• _REQUIRED WORK_
When you repeat the records, keep every word exact and drop each picture.

• _SUPPLIED MATERIAL_

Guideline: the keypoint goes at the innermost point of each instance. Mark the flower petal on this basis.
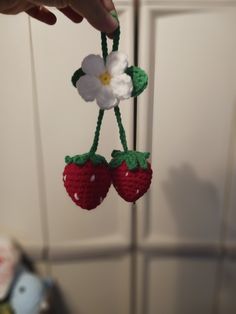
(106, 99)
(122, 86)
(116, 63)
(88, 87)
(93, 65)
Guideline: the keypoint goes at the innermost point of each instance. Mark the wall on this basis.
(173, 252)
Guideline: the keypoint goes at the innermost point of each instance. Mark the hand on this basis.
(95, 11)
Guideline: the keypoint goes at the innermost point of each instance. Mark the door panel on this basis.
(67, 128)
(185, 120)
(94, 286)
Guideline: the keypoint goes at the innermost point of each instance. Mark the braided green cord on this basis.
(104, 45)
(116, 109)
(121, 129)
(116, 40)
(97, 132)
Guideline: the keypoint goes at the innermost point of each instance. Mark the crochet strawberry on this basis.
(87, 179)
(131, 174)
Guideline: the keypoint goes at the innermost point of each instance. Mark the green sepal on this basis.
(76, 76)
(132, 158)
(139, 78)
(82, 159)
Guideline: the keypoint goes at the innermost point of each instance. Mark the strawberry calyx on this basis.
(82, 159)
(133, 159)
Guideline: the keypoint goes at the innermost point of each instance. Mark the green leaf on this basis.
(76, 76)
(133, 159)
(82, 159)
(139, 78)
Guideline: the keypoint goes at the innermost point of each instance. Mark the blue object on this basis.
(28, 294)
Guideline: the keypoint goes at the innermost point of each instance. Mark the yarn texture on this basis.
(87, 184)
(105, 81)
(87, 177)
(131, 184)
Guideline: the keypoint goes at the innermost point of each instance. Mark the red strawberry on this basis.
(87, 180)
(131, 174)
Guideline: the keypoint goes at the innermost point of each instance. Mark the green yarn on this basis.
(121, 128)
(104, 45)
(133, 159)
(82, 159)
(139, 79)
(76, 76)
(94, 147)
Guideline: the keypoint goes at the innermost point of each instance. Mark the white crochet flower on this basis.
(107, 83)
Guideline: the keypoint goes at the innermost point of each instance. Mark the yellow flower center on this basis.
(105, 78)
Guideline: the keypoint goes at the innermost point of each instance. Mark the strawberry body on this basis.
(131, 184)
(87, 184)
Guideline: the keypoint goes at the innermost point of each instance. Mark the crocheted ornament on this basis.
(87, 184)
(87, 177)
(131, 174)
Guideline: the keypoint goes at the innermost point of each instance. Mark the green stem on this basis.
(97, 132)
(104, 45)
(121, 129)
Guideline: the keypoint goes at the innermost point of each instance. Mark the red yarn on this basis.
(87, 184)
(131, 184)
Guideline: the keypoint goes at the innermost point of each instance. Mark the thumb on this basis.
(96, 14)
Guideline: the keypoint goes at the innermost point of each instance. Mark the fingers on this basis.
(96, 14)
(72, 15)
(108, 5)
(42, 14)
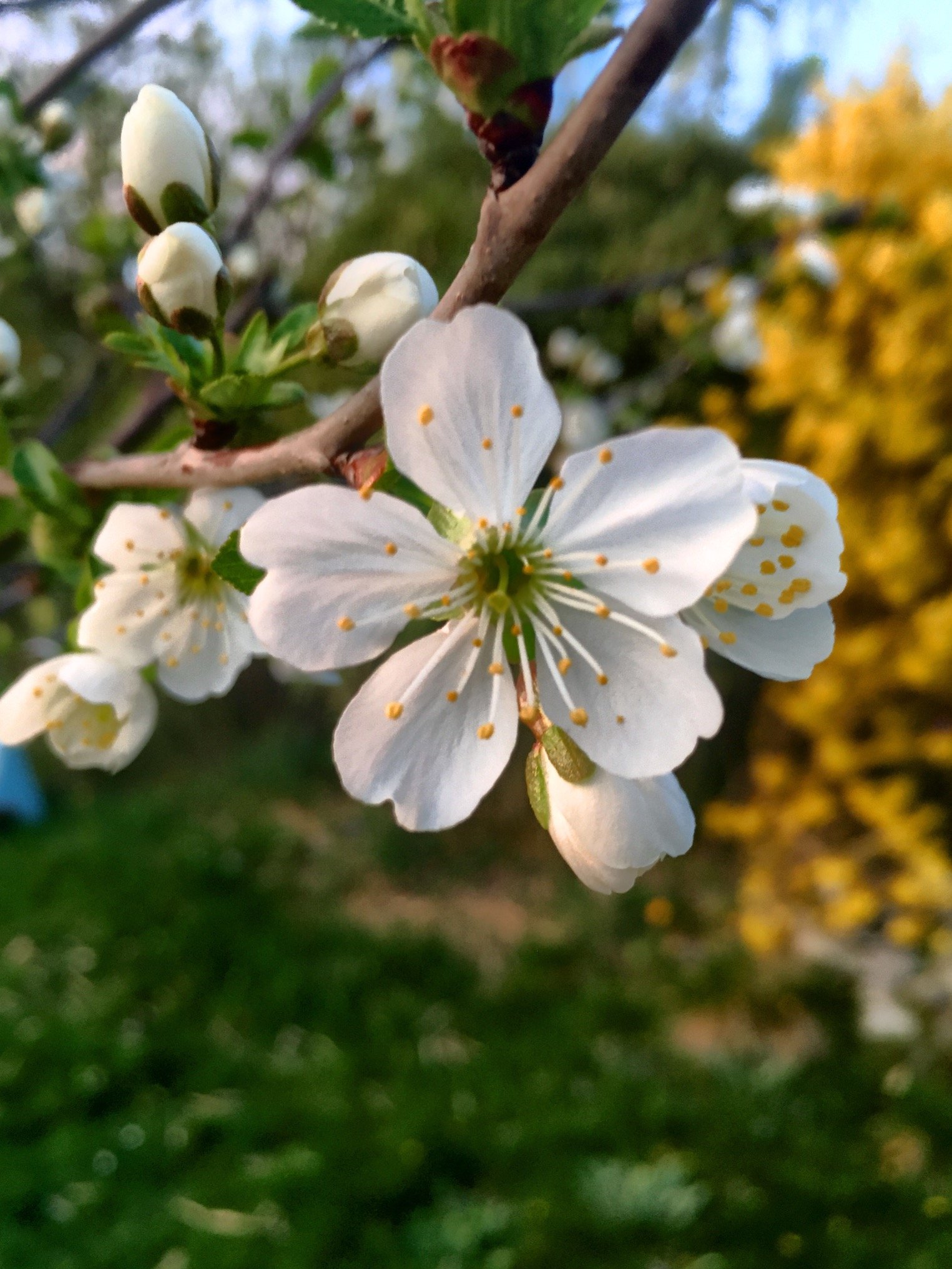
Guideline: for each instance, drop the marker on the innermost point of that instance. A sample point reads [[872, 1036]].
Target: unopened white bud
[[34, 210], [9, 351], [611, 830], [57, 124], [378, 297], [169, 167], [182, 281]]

• _ANSWER SECTION_
Guideline: the keypoint goes at the innermost point of each instance. Mark the flower petal on this basis.
(106, 99)
(122, 86)
(116, 63)
(88, 87)
(93, 65)
Guideline: the keypoint goes at the innermost point of each instance. Mark the wall on this basis.
(173, 252)
Guideline: the keypoint goes at the innermost point of each instance. Mark the hand on this basis.
(95, 11)
Guideline: the keypoint goes at the innermost point of each instance. Mark the door panel on this basis.
(67, 128)
(185, 120)
(94, 286)
Guideline: the keypoint goes at the innermost point of each instance. Mark the braided green cord on this basis.
(104, 45)
(116, 109)
(121, 129)
(116, 40)
(97, 132)
Guideline: the keypoint goes at the innermost point of each instance. Mark the crochet strawberry on this basis.
(87, 179)
(131, 174)
Guideline: the keypoint goes at the innermost point of each instance. Mark the green sepal on this basis.
(76, 76)
(132, 158)
(139, 78)
(82, 159)
Guideline: the keypoint goes at the innermost point of each instance. Mark the strawberry calyx on this basis.
(82, 159)
(133, 159)
Guideline: the keypoint goes at the innermost point of each instance. Mark the green leaf on this basis.
(76, 76)
(133, 159)
(82, 159)
(139, 78)
Guideline: the keypoint goes at the innermost point of each instance. Mark the blue object on this basis.
(28, 294)
Guideline: the keypoint goes at the innermost point of each instance. Mark the yarn texture on this basis.
(87, 184)
(105, 81)
(87, 177)
(131, 184)
Guideline: the keypoint goes at the innermost point of each instance. Mark the red strawberry on this basis.
(87, 180)
(131, 174)
Guideline: the keypoint goes at the innermost point of each instance. Mark the green yarn on this basis.
(121, 128)
(104, 45)
(133, 159)
(82, 159)
(139, 79)
(76, 76)
(94, 147)
Guideline: the keypoint goes at the innermost point of each instance. Mark the white crochet flower on this basis.
(107, 83)
Guideline: the keypoint goes at the innermost point of each instance. Mark the yellow flower center on this basis.
(105, 78)
Guideline: the keypoint goes at the innermost point of each instance. Mark the strawberry body on this basis.
(131, 184)
(87, 184)
Guideline: the keypoint goes at the innermost point of each instance. Mark the crocheted ornament on this basis.
(87, 184)
(87, 177)
(131, 174)
Guideline: the keypoint goes at the innermost point of each instance. Mark the green stem on this basis.
(97, 132)
(104, 45)
(121, 129)
Guideline: the keypoint goes at the innermost point of each instance. Mark the red yarn on this basis.
(87, 184)
(131, 184)
Guideline: the keypoint goes at the innermost point of each instance. Mark the thumb on this basis.
(96, 14)
Guideline: the keypoint goes at the innermost point of each instance. Mark the fingers on this basis.
(96, 14)
(72, 15)
(108, 5)
(42, 14)
Guideline: for each instance, drop the marker on the innermost point of that instance. A sample point reads [[872, 1036]].
Target: unopened white bud
[[34, 210], [9, 351], [611, 830], [57, 124], [378, 297], [169, 167], [182, 281]]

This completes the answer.